_Data for review_
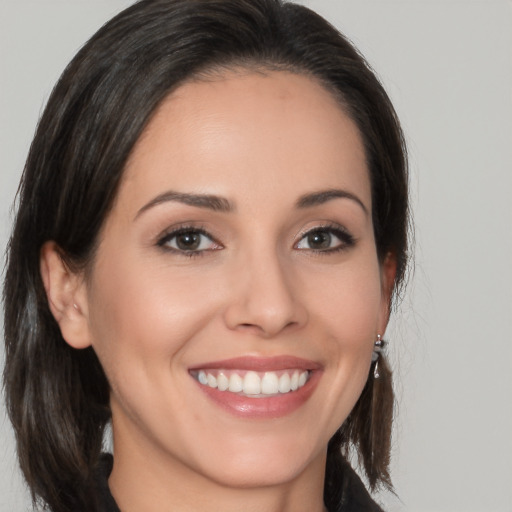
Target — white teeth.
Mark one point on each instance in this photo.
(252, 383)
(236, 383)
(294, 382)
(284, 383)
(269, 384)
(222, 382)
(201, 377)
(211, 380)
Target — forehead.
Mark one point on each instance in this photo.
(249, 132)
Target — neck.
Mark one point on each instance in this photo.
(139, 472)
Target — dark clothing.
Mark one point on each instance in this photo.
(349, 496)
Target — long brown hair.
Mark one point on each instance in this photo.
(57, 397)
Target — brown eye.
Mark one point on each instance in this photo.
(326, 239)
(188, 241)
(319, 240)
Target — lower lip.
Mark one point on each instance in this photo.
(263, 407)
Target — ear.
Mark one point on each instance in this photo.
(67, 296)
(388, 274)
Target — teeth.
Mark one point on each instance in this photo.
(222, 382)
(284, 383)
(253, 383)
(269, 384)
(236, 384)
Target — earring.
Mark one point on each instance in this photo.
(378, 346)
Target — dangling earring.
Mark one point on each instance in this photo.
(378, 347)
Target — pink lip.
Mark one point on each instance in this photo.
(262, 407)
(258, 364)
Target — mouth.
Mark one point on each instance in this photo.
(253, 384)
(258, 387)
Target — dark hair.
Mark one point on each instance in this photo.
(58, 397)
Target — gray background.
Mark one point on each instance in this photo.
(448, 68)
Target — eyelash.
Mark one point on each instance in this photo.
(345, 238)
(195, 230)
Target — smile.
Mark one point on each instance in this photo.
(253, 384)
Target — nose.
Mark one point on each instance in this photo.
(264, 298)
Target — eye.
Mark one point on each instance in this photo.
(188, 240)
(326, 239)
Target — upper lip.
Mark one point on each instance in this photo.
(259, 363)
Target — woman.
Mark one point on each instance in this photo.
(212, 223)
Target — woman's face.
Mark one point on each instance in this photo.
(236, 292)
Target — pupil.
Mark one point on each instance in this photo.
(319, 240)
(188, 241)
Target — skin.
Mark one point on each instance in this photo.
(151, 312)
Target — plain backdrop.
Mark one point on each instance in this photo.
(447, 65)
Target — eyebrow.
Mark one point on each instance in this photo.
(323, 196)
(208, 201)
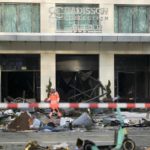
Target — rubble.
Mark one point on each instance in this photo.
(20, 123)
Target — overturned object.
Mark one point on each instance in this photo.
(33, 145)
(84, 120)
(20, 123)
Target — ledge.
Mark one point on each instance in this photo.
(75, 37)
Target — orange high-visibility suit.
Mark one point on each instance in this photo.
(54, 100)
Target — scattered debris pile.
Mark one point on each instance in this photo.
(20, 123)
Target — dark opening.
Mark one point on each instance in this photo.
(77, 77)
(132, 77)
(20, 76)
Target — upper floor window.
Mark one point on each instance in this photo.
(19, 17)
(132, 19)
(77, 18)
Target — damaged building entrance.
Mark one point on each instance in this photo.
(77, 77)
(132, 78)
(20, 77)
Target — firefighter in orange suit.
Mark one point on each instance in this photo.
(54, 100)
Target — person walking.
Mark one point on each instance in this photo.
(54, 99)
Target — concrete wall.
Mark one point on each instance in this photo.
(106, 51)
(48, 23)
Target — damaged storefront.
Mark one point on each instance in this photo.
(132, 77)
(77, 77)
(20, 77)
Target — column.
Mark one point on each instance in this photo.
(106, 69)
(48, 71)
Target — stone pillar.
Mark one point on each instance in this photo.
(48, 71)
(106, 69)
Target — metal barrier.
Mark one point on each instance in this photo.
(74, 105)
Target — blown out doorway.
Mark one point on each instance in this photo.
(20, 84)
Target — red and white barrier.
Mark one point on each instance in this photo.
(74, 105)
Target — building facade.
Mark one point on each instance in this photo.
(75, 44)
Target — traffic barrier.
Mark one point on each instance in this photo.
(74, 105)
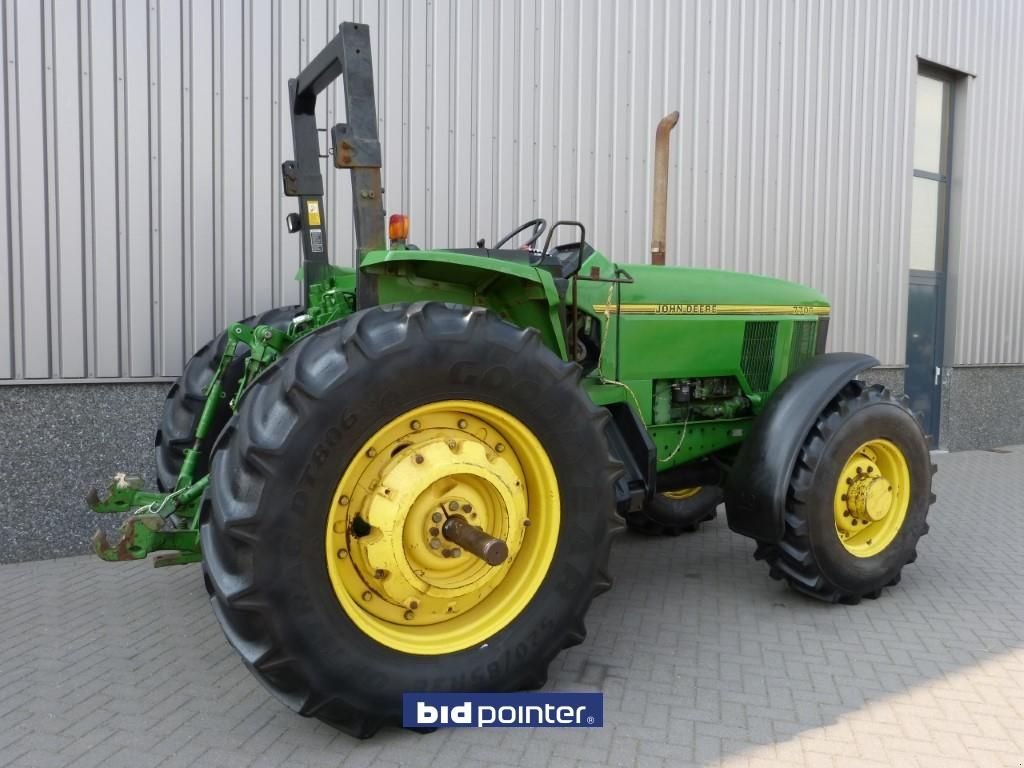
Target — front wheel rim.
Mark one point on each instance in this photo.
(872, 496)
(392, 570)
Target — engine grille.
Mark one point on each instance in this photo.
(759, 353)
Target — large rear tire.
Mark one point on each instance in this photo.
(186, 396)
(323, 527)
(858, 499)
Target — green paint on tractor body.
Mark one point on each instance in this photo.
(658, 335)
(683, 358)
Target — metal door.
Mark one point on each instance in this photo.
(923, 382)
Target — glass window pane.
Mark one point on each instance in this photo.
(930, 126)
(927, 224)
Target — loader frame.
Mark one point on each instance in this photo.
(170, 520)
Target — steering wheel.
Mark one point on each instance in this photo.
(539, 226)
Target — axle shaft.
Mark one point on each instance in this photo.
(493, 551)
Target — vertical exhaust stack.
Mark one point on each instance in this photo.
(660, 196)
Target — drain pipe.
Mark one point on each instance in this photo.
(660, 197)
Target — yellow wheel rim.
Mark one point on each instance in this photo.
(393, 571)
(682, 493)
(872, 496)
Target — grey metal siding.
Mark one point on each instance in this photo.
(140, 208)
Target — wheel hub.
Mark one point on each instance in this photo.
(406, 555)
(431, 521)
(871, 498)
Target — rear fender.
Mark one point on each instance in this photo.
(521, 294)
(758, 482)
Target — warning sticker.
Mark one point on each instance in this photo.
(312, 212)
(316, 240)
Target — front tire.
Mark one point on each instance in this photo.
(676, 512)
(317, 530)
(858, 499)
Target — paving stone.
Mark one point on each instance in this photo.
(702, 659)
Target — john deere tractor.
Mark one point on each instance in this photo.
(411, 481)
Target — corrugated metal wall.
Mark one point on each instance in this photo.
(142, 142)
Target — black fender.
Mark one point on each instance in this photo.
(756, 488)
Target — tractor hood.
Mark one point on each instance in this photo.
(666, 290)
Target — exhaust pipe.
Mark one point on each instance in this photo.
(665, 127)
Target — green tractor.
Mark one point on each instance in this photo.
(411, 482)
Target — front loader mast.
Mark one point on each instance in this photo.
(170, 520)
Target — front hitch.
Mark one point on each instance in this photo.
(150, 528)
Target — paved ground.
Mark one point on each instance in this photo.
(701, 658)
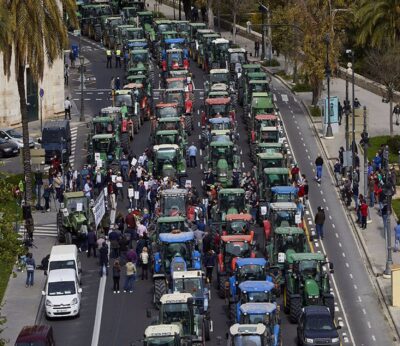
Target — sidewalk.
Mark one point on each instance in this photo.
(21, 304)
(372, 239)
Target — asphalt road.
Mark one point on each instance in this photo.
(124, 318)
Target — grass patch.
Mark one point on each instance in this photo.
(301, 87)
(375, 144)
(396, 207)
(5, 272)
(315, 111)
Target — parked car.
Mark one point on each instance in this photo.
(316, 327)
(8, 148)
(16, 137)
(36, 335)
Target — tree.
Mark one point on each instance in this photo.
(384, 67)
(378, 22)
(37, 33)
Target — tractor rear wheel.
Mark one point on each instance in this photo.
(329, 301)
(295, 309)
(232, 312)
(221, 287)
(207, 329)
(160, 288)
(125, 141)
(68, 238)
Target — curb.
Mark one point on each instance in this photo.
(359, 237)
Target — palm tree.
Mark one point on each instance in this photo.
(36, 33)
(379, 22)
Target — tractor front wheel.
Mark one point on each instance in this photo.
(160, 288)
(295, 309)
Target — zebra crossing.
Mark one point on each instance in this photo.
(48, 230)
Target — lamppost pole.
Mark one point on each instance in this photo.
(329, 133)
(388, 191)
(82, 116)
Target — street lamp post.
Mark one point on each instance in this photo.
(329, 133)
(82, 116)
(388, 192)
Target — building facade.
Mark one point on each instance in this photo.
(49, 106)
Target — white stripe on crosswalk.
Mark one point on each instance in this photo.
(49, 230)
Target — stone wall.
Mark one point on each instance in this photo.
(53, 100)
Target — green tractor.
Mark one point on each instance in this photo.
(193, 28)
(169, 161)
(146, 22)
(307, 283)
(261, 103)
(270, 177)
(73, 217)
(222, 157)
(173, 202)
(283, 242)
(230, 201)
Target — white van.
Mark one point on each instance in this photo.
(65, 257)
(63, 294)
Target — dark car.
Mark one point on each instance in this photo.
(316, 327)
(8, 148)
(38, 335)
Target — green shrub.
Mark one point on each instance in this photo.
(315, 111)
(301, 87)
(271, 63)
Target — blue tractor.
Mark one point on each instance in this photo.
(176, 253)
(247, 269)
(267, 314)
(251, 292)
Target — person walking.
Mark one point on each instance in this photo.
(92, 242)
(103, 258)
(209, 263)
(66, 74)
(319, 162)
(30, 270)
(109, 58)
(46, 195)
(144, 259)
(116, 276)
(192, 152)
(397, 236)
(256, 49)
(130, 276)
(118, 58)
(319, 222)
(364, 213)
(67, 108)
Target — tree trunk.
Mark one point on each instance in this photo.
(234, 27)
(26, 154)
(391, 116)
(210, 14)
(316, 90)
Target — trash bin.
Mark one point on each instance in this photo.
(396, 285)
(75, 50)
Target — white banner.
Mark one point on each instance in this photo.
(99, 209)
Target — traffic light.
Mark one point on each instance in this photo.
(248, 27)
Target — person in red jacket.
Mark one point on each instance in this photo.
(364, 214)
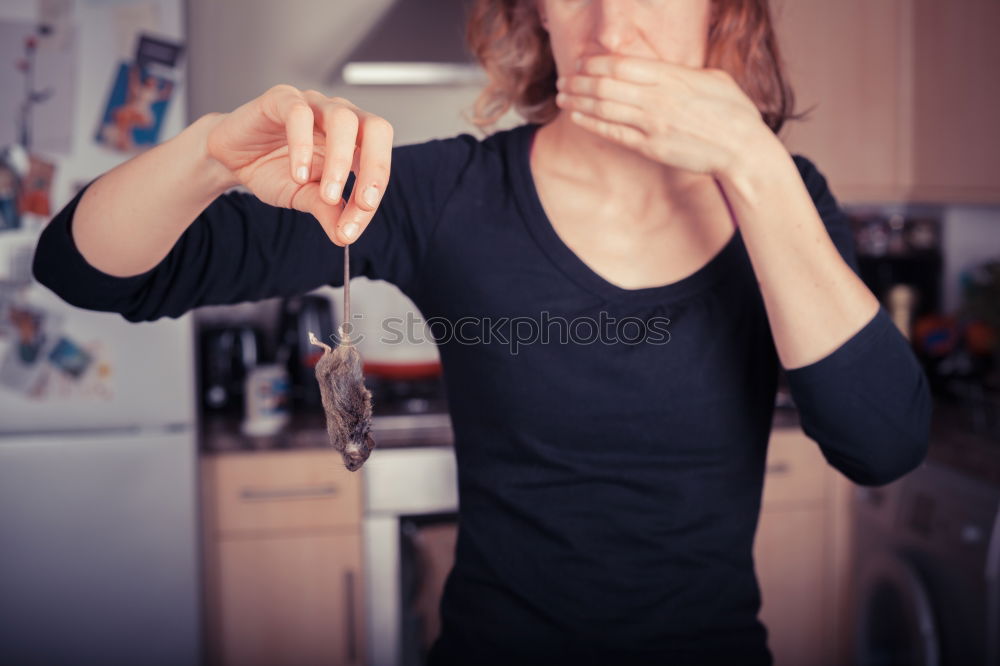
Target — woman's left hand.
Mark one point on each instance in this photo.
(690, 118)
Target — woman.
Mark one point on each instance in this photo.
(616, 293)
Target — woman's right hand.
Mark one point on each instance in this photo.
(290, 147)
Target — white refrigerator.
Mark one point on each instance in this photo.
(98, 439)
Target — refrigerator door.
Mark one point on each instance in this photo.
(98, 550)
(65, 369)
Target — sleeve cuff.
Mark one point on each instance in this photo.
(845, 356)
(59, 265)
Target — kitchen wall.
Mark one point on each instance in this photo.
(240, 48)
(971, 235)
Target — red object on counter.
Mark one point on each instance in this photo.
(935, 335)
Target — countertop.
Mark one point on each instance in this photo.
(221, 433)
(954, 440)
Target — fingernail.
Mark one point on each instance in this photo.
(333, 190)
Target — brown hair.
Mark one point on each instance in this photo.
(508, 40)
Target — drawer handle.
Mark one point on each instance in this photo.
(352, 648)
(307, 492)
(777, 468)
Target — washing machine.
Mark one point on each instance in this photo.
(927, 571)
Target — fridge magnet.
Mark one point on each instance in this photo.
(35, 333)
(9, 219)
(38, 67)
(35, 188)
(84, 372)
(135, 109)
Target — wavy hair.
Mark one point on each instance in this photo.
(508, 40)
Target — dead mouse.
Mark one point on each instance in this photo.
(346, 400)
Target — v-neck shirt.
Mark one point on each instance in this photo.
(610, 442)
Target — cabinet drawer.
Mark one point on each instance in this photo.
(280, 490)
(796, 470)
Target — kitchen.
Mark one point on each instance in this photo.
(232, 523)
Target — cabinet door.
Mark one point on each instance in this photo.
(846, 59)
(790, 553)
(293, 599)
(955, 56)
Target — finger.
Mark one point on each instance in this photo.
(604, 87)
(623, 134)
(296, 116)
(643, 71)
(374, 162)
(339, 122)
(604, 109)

_Instructions to follow_
Only one part of the material above is to be transcribed, namely the lines starting with the line that has "Target — white van." and going on through the line that has "Target — green shrub.", exactly as they stand.

_Answer_
Target — white van.
Mark one point on each instance in this photo.
(65, 257)
(63, 294)
Target — dark car.
Mark one point on each instance in this photo.
(316, 327)
(8, 148)
(38, 335)
Target — green shrub.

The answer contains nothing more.